■ **GIVEN EXERCISE 1**: According to the severance agreement excerpt, what must a company or entity that purchases Golfsmith during the Severance period assume?

Golfsmith agrees to require as a term of any sale of Golfsmith,
that the Company or entity that purchases it during the Severance
period must assume its obligations and promises to you as an
accepted liability of said sale.
4. In
consideration of the foregoing payments and benefits, and for other
good and valuable consideration, you agree as follows:
(a)
Release You for yourself and your successors, heirs and
assigns IRREVOCABLY AND UNCONDITIONALLY RELEASES, ACQUITS AND
FOREVER DISCHARGES Golfsmith, and its parents, subsidiaries
affiliates, and the shareholders, directors, officers, employees,
agents, attorneys, insurers, guardians, successors, assigns, heirs,
executors, and administrators (the “ Releasees
”) from any and all claims, liabilities, obligations,
agreements, damages, causes of action, costs, losses, damages, and
attorneys’ fees and expenses whatsoever, whether known or
unknown or whether connected with your employment by Golfsmith or
not, including, but not limited to, any dispute, claim, charge, or
cause of action arising under the Age Discrimination in
Employment Act, 29 U.S.C. § 621, et. seq., Title
VII of the Civil Rights Act of 1964, as amended, 42 U.S.C.

■ **GIVEN RECORDS**:
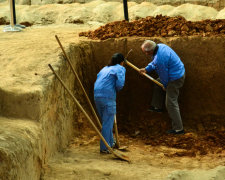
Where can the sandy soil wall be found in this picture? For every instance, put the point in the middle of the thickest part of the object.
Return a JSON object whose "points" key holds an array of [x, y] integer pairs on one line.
{"points": [[202, 97], [37, 127], [49, 119], [218, 4]]}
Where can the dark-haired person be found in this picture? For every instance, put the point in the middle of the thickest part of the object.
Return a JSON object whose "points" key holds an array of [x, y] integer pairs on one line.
{"points": [[109, 81], [171, 73]]}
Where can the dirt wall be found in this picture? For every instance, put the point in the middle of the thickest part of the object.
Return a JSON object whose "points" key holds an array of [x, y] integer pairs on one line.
{"points": [[28, 138], [218, 4], [202, 98]]}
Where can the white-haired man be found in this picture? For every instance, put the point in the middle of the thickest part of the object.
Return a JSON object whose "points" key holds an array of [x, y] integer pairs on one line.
{"points": [[171, 73]]}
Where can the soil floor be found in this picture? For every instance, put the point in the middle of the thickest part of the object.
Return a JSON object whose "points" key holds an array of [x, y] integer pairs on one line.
{"points": [[82, 160], [24, 69]]}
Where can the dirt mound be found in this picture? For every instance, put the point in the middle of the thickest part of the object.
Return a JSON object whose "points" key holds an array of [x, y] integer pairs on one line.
{"points": [[158, 26]]}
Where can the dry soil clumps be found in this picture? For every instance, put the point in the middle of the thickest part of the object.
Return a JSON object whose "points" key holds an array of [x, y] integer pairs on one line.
{"points": [[158, 26]]}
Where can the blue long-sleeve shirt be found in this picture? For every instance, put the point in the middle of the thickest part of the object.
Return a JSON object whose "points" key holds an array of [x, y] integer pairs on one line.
{"points": [[109, 80], [167, 64]]}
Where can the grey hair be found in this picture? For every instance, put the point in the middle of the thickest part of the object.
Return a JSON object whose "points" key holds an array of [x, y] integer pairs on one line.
{"points": [[148, 45]]}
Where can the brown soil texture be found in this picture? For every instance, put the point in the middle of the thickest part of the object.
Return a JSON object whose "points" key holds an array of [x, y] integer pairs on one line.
{"points": [[159, 26]]}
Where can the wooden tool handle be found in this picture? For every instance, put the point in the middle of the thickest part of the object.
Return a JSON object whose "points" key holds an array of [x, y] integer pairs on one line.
{"points": [[146, 75]]}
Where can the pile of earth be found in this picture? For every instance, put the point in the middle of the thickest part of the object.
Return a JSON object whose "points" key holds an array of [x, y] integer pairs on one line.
{"points": [[159, 26]]}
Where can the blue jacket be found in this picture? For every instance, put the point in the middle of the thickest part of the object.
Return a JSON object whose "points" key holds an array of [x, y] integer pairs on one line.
{"points": [[167, 64], [109, 80]]}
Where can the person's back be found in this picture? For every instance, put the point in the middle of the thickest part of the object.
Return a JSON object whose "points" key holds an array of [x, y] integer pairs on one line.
{"points": [[169, 63], [109, 80]]}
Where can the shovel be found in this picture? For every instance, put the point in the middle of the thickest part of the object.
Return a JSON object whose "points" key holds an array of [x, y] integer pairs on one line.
{"points": [[137, 69], [116, 153], [117, 146]]}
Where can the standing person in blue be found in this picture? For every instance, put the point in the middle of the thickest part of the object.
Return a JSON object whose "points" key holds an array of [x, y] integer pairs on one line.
{"points": [[109, 81], [171, 73]]}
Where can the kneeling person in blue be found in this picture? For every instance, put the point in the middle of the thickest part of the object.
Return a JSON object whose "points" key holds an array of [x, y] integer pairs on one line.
{"points": [[109, 81]]}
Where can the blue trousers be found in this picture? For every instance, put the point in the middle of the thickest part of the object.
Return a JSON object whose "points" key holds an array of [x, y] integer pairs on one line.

■ **GIVEN EXERCISE 2**: Arrange as a numbered list the part of the entries that opens with the line containing "Where can the blue trousers" and runs through the last line of the entries. Include both ends and omit any blank lines.

■ **WRITTEN ANSWER 1**: It must assume Golfsmith's obligations and promises to you as an accepted liability of the sale.

■ **WRITTEN ANSWER 2**:
1. Where can the blue trousers be found in this picture? For every instance, put the point in the middle of the thickest part of the object.
2. Return a JSON object whose "points" key holds an array of [x, y] integer pairs on one line.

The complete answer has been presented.